Consigne A -
Recopiez le passage de l'article sur Alexey Sorokin en commençant aux mots « Son défilé s’est » et en vous arrêtant après « de New York. ».
Consigne B -
Indiquez de quelle ville Alexey Sorokin est originaire, d'après l'article qui lui est consacré.

Texte source -
######
Alexey Sorokin éblouit New York

Il est impossible de trouver dans le travail d’Alexey Sorokin les éléments folkloriques qu’utilisent d’autres créateurs russes. Pas de matriochkas stylisées, ni de valenki (bottes de feutre, ndltr) ou de motifs Khokhloma. Crédit photo : Victoria Jana

Il est impossible de trouver dans le travail d’Alexey Sorokin les éléments folkloriques qu’utilisent d’autres créateurs russes. Pas de matriochkas stylisées, ni de valenki (bottes de feutre, ndltr) ou de motifs Khokhloma. Crédit photo : Victoria Jana

Le Pier 57 de New York a offert un cadre spectaculaire à la collection futuriste et contre-utopique du créateur russe Alexey Sorokin.

Alexey Sorokin éblouit New York

Inconnu au bataillon, ce jeune homme de 28 ans originaire de Kostroma (200 km de Moscou) a visé juste avec une ligne originale pleine de couleurs minérales, des coupes suprématistes et des masques élégants qui évoquaient à la fois l’anonymat des provocatrices de Pussy Riot et une version féminine d’Ironman.

Son défilé s’est tenu tout à la fin de la Fashion Week de New York, et le lieu était plein à craquer de fashionistas et d’émigrés russes. « Homo Consommatus » présentait des modèles vivants qui improvisaient devant une installation vidéo sur l’embarcadère, mais ce sont surtout les vêtements qui ont subjugué les spectateurs.

Il faudra attendre des semaines, des mois même, avant de savoir si Sorokin est parvenu à vendre sa ligne à l’industrie de la mode de New York.
######
Entrées -
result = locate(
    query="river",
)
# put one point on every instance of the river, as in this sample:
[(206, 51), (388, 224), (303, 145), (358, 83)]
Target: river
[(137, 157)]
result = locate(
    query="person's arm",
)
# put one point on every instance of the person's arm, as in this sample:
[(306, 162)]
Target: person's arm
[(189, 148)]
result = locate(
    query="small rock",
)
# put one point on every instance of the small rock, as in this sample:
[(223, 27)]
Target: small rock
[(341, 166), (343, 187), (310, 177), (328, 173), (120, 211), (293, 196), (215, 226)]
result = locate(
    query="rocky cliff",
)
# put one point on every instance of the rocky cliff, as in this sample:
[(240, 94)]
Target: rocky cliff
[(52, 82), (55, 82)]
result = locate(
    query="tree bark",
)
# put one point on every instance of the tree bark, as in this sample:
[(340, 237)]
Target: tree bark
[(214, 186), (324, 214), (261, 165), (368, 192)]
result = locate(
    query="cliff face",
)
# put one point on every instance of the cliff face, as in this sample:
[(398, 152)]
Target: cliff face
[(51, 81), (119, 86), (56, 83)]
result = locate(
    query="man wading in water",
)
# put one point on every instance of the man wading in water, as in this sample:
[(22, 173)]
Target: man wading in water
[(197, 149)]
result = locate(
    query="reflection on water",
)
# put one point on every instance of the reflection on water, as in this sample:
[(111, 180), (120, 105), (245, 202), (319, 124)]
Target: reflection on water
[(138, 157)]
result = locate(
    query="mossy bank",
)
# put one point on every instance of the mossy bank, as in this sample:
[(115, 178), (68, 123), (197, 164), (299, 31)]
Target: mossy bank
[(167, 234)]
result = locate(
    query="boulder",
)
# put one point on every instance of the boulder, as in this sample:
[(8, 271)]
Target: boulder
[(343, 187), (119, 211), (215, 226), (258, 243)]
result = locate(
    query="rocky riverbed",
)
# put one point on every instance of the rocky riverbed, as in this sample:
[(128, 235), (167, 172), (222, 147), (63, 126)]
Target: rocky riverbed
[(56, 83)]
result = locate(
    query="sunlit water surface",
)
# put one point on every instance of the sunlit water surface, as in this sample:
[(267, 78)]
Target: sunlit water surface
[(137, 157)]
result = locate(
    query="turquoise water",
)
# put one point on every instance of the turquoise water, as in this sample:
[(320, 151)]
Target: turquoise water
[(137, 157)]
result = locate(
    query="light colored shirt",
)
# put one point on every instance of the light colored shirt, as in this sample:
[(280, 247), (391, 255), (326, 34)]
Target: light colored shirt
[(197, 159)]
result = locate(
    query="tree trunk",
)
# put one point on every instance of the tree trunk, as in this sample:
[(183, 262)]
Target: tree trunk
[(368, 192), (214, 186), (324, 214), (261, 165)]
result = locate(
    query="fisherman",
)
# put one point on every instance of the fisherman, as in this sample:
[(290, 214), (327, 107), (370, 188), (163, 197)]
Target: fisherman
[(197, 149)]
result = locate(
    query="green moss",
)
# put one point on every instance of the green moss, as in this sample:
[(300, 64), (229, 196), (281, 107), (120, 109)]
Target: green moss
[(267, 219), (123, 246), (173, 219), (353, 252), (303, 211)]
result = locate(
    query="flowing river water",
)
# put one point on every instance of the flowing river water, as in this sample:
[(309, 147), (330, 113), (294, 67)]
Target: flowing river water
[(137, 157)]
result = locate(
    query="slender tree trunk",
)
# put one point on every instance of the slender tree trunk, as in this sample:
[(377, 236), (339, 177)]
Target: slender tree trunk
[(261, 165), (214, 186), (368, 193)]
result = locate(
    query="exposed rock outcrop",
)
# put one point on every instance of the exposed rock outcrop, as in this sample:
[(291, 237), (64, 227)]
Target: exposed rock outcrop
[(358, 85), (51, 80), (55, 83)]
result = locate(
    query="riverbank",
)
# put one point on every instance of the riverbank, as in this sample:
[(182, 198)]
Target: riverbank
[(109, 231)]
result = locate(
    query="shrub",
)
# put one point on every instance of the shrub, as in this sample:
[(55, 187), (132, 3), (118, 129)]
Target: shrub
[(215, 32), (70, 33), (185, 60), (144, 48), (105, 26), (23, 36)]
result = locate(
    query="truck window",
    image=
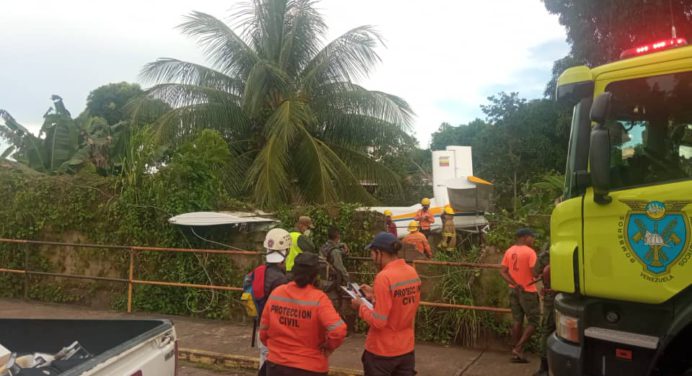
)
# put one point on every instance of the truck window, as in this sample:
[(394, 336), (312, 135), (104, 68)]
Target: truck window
[(651, 130)]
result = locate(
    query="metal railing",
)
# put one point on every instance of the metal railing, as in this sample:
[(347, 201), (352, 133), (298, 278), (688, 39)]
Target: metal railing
[(463, 265), (131, 281)]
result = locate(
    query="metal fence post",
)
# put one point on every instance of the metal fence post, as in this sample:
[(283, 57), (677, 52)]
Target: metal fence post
[(129, 281), (26, 271)]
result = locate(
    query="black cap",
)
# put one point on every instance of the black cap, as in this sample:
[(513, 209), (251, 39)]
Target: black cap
[(384, 241), (524, 232)]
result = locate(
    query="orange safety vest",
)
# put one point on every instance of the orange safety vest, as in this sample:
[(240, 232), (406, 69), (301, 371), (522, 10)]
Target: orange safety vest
[(418, 240), (297, 324), (397, 295), (425, 219)]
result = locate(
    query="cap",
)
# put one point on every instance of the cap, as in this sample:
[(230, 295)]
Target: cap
[(305, 220), (524, 232), (383, 241)]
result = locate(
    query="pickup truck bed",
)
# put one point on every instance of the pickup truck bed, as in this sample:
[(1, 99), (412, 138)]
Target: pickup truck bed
[(120, 347)]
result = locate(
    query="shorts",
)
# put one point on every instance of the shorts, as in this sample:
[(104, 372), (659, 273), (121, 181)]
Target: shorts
[(273, 369), (402, 365), (525, 304)]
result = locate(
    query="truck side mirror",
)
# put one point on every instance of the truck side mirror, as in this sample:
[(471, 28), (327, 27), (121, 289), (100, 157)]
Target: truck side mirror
[(599, 155), (601, 107)]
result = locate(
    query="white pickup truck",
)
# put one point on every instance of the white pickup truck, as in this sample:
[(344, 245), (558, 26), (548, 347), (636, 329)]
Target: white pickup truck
[(106, 347)]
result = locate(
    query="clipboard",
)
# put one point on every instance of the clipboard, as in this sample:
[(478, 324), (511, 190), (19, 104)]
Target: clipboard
[(357, 295)]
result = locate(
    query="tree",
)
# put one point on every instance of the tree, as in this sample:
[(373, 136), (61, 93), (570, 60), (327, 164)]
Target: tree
[(518, 141), (299, 127), (56, 144), (109, 102), (65, 144), (599, 31)]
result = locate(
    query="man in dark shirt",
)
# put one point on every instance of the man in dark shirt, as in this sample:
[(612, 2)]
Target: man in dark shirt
[(277, 243), (333, 252)]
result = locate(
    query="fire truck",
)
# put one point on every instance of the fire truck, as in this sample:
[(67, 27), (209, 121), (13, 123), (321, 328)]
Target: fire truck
[(621, 240)]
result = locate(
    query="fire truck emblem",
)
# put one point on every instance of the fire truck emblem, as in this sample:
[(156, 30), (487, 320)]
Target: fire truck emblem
[(657, 233)]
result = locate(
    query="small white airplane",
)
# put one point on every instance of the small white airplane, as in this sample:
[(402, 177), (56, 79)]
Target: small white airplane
[(453, 185)]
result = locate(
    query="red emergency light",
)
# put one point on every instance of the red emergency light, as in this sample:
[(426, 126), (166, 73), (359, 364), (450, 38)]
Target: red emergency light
[(653, 47)]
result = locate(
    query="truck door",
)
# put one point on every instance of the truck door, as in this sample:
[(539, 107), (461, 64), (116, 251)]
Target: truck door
[(637, 247)]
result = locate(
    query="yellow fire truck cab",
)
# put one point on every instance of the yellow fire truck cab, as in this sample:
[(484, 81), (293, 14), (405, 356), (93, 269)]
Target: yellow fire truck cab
[(621, 241)]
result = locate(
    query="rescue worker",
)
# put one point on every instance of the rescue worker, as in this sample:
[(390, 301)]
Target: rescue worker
[(276, 242), (449, 230), (389, 346), (517, 269), (333, 252), (425, 217), (389, 224), (301, 240), (299, 325), (417, 240), (542, 271)]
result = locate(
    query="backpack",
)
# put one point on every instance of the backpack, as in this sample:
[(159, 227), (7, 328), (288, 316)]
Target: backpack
[(254, 297)]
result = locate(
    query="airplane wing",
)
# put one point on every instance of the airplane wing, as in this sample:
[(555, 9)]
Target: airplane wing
[(217, 218)]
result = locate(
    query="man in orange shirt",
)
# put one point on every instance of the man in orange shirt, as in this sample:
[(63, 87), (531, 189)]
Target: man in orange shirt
[(425, 217), (389, 347), (517, 270), (416, 239), (299, 324)]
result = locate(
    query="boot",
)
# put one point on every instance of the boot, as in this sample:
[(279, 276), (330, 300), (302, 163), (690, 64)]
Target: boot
[(543, 368)]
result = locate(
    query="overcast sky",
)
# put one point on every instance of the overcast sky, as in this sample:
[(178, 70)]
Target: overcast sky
[(443, 56)]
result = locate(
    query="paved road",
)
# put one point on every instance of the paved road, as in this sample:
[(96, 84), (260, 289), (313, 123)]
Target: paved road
[(234, 338), (187, 369)]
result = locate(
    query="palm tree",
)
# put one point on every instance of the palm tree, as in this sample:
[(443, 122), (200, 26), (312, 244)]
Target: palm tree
[(299, 126)]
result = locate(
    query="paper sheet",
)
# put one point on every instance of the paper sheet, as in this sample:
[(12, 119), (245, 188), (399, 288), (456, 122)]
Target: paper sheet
[(354, 295)]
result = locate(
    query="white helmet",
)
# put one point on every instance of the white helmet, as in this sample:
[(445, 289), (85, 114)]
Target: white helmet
[(277, 242)]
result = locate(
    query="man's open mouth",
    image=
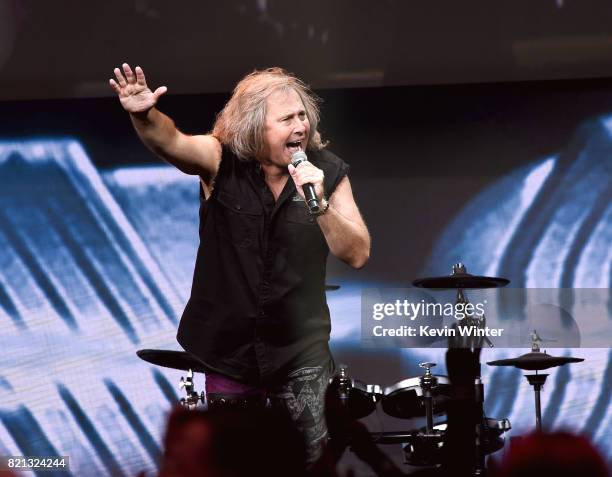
######
Réponse A -
Son défilé s’est tenu tout à la fin de la Fashion Week de New York, et le lieu était plein à craquer de fashionistas et d’émigrés russes. « Homo Consommatus » présentait des modèles vivants qui improvisaient devant une installation vidéo sur l’embarcadère, mais ce sont surtout les vêtements qui ont subjugué les spectateurs.

Il faudra attendre des semaines, des mois même, avant de savoir si Sorokin est parvenu à vendre sa ligne à l’industrie de la mode de New York.

Réponse B -
Kostroma, à 200 km de Moscou.